- EXERCISE REQUIREMENTS -
Select each line of the records below that contains the string "Target".

☆ ☆ ☆ ☆

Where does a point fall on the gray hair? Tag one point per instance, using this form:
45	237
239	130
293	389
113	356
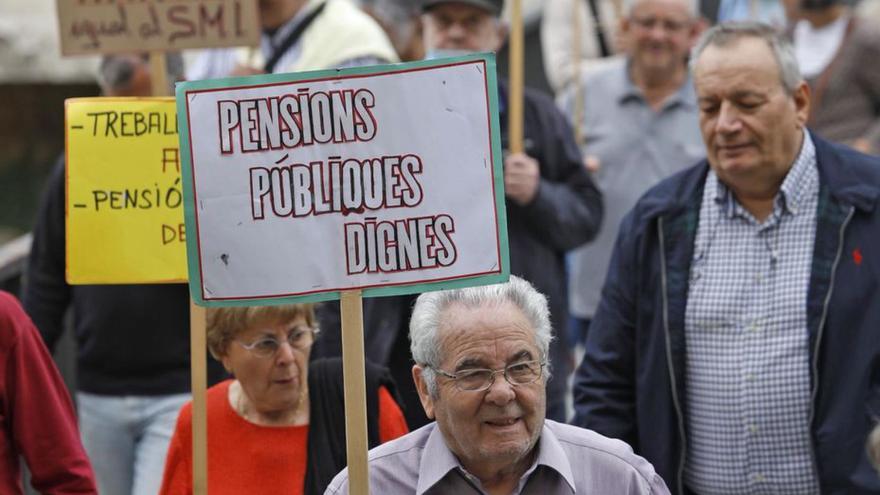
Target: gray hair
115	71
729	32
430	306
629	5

☆ ☆ ☆ ☆

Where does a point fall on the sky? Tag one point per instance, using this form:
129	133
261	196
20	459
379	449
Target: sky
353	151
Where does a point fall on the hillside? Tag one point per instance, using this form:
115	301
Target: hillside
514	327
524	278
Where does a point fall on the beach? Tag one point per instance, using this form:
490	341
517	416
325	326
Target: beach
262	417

☆ ☆ ☆ ☆

- ANSWER IN FULL -
Target: gray hair
Target: sky
Target: hillside
Target: beach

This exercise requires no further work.